§ **EXERCISE DIRECTIONS**: Extract every line of the records that contains the word "knit", copying each line in full.

(Some records)

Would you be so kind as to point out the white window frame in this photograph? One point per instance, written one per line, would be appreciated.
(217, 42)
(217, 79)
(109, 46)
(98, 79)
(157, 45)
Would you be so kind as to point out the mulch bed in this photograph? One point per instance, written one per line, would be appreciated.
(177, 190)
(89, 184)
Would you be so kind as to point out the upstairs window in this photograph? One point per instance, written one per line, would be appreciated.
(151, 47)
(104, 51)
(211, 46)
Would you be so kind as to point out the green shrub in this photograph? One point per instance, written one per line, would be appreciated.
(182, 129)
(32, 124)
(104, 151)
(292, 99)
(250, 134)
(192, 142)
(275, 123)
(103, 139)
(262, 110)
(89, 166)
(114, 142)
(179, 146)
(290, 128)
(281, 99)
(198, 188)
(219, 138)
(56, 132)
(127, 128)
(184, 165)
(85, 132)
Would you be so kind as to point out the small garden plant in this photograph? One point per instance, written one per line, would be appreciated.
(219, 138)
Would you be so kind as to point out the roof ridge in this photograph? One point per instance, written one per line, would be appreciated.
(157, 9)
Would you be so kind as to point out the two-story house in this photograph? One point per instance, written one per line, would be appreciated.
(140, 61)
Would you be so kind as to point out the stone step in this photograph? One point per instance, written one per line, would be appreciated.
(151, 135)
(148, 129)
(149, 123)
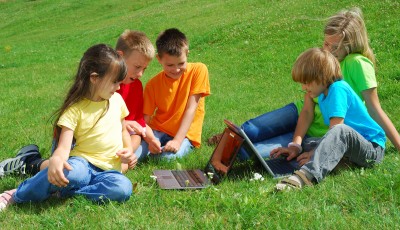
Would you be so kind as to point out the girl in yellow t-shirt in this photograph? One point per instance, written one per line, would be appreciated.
(92, 114)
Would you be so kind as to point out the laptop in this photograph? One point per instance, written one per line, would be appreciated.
(218, 166)
(277, 167)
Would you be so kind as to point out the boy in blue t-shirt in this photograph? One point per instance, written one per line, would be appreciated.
(352, 132)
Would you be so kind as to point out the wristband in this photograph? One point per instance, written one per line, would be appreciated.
(296, 145)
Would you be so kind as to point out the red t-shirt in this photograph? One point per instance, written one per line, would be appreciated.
(133, 96)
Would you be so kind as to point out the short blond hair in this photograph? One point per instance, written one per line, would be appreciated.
(172, 42)
(131, 40)
(350, 26)
(316, 65)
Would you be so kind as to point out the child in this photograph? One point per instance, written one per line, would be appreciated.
(174, 98)
(137, 51)
(92, 114)
(345, 29)
(352, 132)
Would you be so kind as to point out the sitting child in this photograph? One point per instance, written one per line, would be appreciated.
(174, 98)
(352, 132)
(93, 115)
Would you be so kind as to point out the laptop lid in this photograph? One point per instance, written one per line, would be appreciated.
(218, 166)
(224, 155)
(281, 167)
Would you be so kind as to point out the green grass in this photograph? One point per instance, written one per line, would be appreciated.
(249, 48)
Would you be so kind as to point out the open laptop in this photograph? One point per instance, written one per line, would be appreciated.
(217, 168)
(278, 167)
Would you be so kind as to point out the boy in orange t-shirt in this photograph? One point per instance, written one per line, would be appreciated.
(174, 98)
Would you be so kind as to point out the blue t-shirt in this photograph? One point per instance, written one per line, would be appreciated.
(343, 102)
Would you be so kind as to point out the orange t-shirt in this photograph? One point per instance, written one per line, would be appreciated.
(165, 100)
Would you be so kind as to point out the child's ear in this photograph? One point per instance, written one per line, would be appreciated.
(93, 77)
(158, 58)
(121, 53)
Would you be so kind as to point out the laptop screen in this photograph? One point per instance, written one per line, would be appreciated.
(223, 156)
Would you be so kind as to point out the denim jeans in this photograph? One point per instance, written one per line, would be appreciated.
(342, 141)
(84, 179)
(143, 150)
(270, 130)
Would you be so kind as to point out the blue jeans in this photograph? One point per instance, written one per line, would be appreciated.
(143, 150)
(84, 179)
(342, 141)
(270, 130)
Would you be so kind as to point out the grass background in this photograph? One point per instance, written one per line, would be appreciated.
(249, 48)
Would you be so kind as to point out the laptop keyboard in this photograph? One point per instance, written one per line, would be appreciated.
(280, 166)
(187, 178)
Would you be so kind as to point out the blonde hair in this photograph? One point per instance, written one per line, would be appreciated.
(172, 42)
(349, 25)
(316, 65)
(131, 40)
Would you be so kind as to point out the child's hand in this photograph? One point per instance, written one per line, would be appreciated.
(291, 152)
(155, 146)
(132, 161)
(305, 157)
(126, 155)
(55, 172)
(134, 128)
(172, 146)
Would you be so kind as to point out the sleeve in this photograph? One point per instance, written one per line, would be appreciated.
(363, 73)
(69, 118)
(139, 108)
(149, 104)
(201, 83)
(124, 109)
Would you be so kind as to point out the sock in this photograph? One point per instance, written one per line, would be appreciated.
(297, 179)
(33, 165)
(309, 176)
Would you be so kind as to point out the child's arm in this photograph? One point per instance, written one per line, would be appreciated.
(154, 143)
(128, 158)
(376, 112)
(58, 161)
(303, 123)
(188, 116)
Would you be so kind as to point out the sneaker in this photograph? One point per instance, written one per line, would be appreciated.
(6, 199)
(215, 139)
(18, 163)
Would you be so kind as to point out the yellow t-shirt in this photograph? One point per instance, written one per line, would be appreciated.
(165, 99)
(97, 130)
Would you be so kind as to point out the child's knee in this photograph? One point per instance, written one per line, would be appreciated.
(79, 175)
(122, 191)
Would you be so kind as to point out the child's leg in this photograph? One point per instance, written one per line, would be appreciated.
(265, 147)
(272, 124)
(342, 140)
(106, 186)
(270, 130)
(38, 188)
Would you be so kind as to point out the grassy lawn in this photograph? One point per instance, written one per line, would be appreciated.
(249, 48)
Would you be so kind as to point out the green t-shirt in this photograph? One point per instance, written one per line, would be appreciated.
(358, 71)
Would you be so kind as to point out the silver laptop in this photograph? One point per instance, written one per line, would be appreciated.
(217, 168)
(277, 167)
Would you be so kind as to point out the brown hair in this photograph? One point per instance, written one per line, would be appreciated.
(349, 25)
(316, 65)
(101, 60)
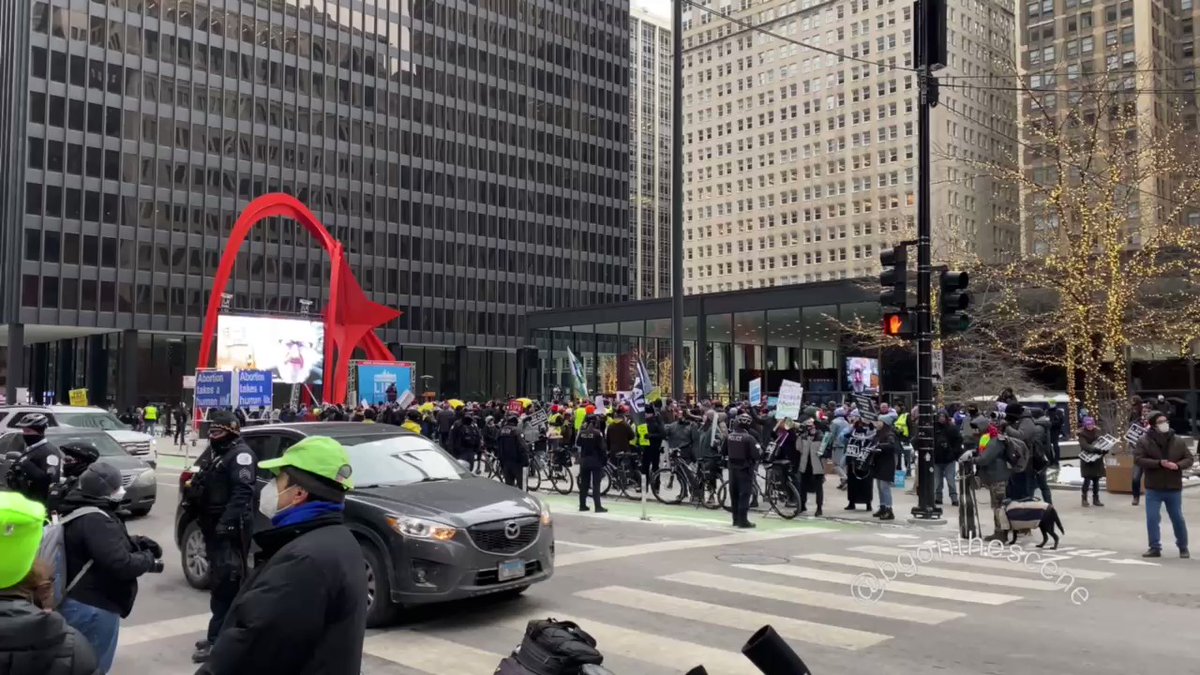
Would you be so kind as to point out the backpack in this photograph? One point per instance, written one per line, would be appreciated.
(1017, 454)
(53, 553)
(556, 647)
(469, 436)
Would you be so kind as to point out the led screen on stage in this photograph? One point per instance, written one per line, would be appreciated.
(291, 348)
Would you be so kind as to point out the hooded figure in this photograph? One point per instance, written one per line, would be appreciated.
(103, 562)
(34, 639)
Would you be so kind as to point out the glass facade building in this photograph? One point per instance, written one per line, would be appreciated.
(784, 333)
(463, 151)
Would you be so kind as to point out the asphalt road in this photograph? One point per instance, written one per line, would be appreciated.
(683, 589)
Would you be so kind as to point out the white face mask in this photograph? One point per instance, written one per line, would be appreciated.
(269, 499)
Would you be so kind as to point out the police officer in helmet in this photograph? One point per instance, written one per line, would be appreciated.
(593, 458)
(39, 467)
(743, 449)
(223, 497)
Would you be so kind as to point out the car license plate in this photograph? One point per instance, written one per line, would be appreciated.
(511, 569)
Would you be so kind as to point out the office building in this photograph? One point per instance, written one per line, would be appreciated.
(649, 153)
(1140, 53)
(473, 159)
(802, 165)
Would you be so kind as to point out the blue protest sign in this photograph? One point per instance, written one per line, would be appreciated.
(214, 389)
(253, 388)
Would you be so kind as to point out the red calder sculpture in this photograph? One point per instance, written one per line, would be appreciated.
(351, 317)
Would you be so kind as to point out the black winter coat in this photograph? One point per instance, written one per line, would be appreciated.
(303, 611)
(112, 581)
(34, 641)
(947, 443)
(885, 467)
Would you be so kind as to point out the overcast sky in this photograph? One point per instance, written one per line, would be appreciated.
(661, 7)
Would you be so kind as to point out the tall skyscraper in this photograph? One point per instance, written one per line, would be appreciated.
(1083, 54)
(801, 163)
(649, 153)
(473, 159)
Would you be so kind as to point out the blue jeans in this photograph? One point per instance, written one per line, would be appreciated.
(1174, 501)
(97, 626)
(885, 489)
(945, 473)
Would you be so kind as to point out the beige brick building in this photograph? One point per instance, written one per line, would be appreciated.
(799, 166)
(1141, 52)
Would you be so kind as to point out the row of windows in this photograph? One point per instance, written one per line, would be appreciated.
(89, 294)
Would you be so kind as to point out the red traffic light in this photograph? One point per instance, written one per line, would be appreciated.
(898, 324)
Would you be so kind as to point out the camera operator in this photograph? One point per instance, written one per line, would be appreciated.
(103, 561)
(36, 470)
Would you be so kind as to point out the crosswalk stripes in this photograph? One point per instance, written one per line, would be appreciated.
(984, 562)
(653, 622)
(732, 617)
(940, 573)
(845, 580)
(840, 602)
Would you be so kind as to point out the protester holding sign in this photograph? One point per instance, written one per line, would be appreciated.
(1091, 459)
(859, 443)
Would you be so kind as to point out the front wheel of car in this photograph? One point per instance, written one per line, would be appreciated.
(195, 557)
(381, 609)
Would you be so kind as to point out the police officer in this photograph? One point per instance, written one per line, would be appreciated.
(743, 451)
(593, 459)
(223, 495)
(40, 466)
(511, 452)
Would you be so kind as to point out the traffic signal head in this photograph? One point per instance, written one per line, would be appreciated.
(954, 302)
(894, 278)
(899, 324)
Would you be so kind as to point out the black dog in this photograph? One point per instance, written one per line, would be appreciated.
(1047, 525)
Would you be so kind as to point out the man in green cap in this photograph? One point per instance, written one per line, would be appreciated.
(33, 640)
(304, 608)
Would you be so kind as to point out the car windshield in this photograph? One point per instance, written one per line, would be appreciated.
(105, 420)
(103, 443)
(401, 460)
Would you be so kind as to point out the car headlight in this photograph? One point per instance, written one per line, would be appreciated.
(421, 529)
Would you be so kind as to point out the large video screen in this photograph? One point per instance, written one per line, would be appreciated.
(862, 374)
(291, 348)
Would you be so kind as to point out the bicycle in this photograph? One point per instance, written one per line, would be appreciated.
(624, 473)
(557, 472)
(683, 481)
(780, 494)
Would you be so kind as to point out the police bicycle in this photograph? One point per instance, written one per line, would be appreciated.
(778, 489)
(687, 481)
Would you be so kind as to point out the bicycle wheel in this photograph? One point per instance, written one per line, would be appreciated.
(784, 500)
(707, 493)
(672, 487)
(533, 482)
(562, 479)
(631, 484)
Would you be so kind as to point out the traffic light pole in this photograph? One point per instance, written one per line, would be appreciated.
(927, 85)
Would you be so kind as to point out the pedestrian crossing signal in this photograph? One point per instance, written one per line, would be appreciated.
(899, 324)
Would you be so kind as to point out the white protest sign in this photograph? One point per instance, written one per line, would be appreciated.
(791, 395)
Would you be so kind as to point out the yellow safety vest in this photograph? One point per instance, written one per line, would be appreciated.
(643, 435)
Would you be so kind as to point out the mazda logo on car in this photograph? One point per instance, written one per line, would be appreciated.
(511, 530)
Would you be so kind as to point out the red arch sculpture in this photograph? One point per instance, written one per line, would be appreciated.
(351, 317)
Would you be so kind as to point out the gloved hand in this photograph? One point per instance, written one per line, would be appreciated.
(147, 544)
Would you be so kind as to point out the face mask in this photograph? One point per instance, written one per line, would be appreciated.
(269, 499)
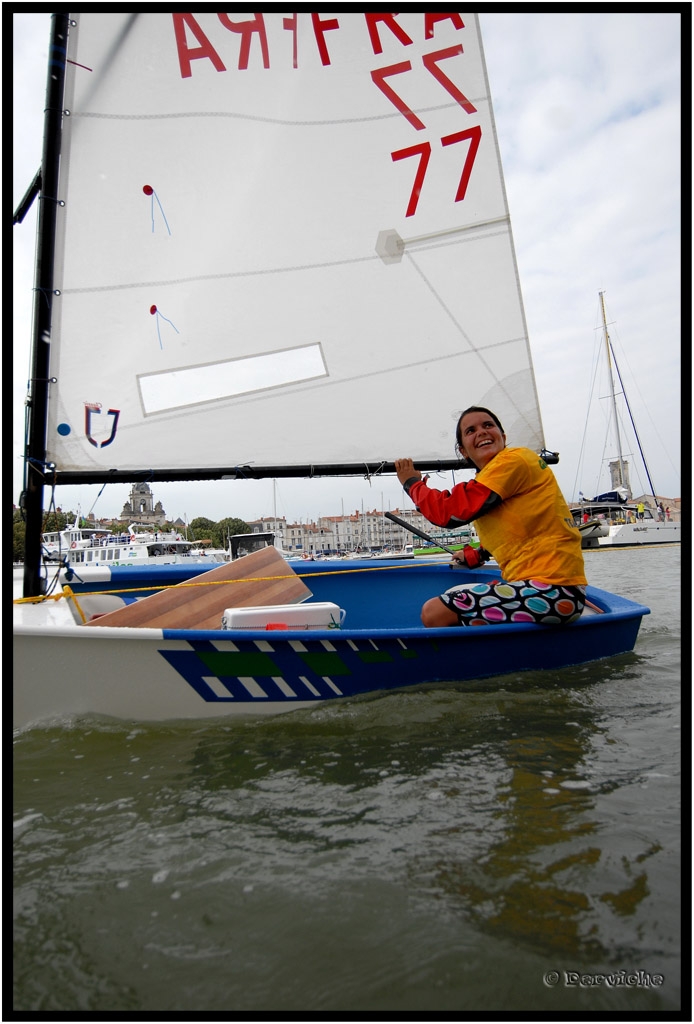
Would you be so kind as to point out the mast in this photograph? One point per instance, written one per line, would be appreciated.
(613, 396)
(35, 453)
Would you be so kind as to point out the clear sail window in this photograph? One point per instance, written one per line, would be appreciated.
(187, 386)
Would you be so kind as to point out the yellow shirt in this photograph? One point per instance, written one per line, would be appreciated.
(531, 534)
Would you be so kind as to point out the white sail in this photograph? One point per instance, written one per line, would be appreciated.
(285, 241)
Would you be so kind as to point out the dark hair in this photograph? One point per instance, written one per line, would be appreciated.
(467, 463)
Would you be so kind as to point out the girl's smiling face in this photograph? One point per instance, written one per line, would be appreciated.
(481, 438)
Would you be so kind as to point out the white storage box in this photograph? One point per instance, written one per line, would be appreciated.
(316, 615)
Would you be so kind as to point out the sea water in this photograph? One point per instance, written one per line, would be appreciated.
(512, 845)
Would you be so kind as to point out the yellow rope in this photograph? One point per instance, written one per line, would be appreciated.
(67, 592)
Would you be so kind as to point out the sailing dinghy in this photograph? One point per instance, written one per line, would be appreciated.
(294, 231)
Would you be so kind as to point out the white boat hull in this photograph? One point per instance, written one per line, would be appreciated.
(632, 534)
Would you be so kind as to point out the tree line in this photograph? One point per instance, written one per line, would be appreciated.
(198, 529)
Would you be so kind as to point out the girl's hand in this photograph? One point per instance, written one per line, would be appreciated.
(405, 470)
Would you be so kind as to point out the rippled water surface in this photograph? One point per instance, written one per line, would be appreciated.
(445, 849)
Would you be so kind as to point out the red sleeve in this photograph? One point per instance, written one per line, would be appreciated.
(453, 508)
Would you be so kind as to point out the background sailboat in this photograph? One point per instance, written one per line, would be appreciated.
(613, 517)
(292, 229)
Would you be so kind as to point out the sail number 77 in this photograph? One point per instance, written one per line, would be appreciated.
(423, 150)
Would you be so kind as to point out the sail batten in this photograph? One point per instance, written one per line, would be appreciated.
(285, 259)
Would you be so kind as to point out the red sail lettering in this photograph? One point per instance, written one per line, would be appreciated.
(424, 152)
(378, 76)
(431, 19)
(185, 53)
(290, 25)
(431, 61)
(320, 28)
(390, 23)
(257, 24)
(473, 135)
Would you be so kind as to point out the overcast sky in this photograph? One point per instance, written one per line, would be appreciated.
(589, 121)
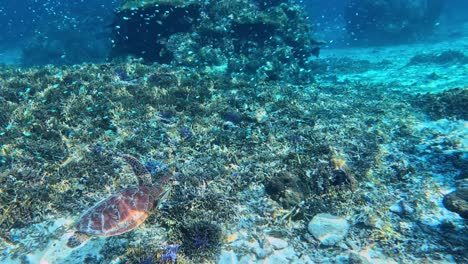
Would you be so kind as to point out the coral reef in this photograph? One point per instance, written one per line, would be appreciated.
(251, 161)
(270, 40)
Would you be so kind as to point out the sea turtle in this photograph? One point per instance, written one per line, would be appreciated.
(122, 211)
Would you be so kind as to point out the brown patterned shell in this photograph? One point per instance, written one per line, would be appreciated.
(124, 210)
(119, 213)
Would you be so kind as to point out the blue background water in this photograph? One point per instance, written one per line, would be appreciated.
(78, 31)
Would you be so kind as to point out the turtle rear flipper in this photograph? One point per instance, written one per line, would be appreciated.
(77, 239)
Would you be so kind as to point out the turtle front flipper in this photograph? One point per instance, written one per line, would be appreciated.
(77, 239)
(142, 174)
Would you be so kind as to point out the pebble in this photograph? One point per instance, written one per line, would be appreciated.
(276, 243)
(328, 229)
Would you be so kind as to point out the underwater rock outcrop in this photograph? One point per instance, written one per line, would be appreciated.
(270, 39)
(391, 20)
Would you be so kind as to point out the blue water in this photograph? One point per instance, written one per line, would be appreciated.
(69, 32)
(260, 124)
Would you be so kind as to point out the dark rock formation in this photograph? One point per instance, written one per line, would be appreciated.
(269, 39)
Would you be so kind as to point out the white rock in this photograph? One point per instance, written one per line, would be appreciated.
(227, 257)
(286, 255)
(328, 229)
(276, 243)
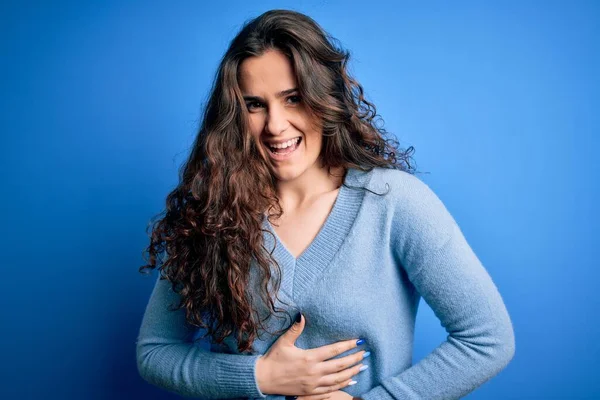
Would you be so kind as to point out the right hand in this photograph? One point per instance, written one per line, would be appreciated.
(288, 370)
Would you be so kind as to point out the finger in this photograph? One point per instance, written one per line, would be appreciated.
(333, 388)
(340, 377)
(340, 364)
(314, 397)
(331, 350)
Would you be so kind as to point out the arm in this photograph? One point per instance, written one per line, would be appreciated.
(166, 358)
(445, 271)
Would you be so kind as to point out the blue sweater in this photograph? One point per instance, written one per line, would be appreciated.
(361, 277)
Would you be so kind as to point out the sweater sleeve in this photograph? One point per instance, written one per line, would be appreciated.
(445, 271)
(167, 358)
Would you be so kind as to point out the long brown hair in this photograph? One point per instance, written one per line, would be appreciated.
(211, 229)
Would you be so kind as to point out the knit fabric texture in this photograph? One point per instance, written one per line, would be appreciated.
(388, 241)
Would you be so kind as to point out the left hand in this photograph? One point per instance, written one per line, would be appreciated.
(337, 395)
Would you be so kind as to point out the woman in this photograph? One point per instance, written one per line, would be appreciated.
(293, 203)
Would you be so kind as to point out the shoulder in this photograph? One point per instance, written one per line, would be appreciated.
(414, 209)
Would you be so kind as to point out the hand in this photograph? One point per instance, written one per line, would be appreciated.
(337, 395)
(287, 370)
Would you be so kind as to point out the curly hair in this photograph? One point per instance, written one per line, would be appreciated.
(211, 230)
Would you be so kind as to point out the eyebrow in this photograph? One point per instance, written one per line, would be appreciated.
(278, 95)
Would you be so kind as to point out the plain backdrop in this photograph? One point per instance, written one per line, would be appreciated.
(100, 102)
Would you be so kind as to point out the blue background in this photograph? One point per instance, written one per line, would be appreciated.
(101, 101)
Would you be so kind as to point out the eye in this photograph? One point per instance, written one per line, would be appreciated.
(296, 98)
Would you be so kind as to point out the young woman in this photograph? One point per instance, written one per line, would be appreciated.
(293, 203)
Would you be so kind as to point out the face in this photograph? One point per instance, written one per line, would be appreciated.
(278, 118)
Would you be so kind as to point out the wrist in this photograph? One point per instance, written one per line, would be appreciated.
(262, 374)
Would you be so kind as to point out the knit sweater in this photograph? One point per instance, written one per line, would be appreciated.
(387, 242)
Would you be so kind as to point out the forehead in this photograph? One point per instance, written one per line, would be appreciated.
(266, 74)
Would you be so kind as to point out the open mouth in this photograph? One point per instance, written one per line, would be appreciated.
(285, 148)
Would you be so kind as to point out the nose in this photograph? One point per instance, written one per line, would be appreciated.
(277, 120)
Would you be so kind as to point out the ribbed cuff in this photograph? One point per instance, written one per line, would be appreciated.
(240, 375)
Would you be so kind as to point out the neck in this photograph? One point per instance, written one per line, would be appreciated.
(311, 184)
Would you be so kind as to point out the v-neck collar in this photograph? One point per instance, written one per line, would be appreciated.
(298, 273)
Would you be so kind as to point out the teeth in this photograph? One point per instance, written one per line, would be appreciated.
(285, 144)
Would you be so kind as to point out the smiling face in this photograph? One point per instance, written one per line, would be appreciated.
(278, 117)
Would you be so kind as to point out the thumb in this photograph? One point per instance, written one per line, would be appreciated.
(295, 330)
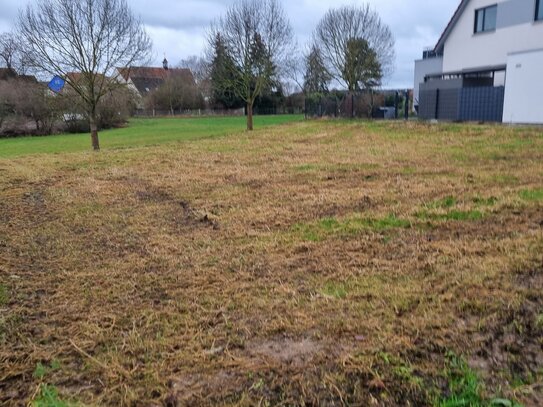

§ **FINISHED ANSWER**:
Would you be so kind as to point out the knit fabric texture in this photograph? One point per instance, written one per line, would be appreciated.
Would you be so kind as to point out the knit sweater in this photograph? One point per instance, written one per line, would be appreciated.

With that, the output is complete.